= Goal =
Copy the passage of the banya text that begins with "Before you go inside, be" and ends with "you go inside.", substituting "rinse" for "shower".
— Start Source —
You don’t wear anything as it’s typical that you only go with friends of the same sex. If you’re somewhere with a private banya, it’s perfectly acceptable to go to the banya with your significant other. You might be given a sheet for some modesty as you sit between rounds.
Before you go inside, be sure to eat beforehand as you don’t want to pass out inside and to take a shower without soap before hand. Try to avoid getting your hair wet before you go inside.
You need someone who knows what they’re doing when it comes to setting up the banya. The banya can be heated to nearly 200 degrees Fahrenheit (93 degrees Celsius). Admittably, we went into the banya as it warmed up–and I was shocked at the degree of the humidity inside: up to 60%. Outside of the banya is cold water and it’s typical to throw a little cold water onto the hot rocks to create steam to make it easier to breathe in the air.
— End Source —
— Start Records shown —
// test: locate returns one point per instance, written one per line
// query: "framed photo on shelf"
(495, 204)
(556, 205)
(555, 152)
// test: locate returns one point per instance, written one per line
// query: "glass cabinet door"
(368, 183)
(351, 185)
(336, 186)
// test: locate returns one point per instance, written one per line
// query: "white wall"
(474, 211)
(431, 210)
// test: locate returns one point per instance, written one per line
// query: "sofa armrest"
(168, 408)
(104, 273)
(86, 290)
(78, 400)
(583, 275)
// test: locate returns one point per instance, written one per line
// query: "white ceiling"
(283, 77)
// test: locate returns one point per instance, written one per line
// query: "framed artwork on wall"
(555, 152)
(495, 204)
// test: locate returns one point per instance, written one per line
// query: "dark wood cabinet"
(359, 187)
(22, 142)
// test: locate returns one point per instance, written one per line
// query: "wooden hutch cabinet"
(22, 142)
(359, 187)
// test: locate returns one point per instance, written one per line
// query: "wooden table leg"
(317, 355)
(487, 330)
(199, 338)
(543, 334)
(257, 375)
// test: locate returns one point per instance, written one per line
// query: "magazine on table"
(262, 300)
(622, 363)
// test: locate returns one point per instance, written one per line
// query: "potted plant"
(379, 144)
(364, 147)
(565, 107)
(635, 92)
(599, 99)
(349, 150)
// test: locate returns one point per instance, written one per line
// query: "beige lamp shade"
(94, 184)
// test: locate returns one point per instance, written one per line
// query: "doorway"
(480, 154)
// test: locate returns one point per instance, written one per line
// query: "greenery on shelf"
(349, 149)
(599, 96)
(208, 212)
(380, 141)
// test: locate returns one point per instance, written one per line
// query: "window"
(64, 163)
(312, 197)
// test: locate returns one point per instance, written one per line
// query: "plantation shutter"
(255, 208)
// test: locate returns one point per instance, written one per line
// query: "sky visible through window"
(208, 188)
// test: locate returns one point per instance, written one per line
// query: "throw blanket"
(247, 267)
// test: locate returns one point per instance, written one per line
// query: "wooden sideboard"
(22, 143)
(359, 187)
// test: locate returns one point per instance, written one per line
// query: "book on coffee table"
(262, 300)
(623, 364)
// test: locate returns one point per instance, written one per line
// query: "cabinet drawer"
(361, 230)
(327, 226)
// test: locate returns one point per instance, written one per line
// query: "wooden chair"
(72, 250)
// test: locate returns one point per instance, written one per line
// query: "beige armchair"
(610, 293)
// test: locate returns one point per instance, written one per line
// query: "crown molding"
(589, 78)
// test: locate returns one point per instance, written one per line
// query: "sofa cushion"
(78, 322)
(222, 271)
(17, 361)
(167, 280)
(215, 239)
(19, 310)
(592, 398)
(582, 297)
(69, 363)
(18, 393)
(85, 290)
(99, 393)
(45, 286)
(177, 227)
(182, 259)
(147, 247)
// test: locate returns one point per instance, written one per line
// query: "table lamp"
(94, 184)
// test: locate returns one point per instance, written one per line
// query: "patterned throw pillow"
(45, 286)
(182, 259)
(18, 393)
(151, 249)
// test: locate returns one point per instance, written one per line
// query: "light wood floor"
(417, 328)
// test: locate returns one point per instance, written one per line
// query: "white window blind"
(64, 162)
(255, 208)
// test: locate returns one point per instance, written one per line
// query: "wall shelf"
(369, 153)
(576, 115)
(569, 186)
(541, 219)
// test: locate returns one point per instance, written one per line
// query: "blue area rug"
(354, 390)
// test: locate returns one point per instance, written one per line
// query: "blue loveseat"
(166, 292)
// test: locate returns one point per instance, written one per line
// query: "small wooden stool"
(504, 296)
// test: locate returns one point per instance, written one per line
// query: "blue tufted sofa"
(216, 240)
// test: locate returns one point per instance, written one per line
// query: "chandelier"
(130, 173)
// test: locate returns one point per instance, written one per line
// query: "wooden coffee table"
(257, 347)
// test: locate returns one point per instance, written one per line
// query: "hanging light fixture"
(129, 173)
— End Records shown —
= Answer below =
Before you go inside, be sure to eat beforehand as you don’t want to pass out inside and to take a rinse without soap before hand. Try to avoid getting your hair wet before you go inside.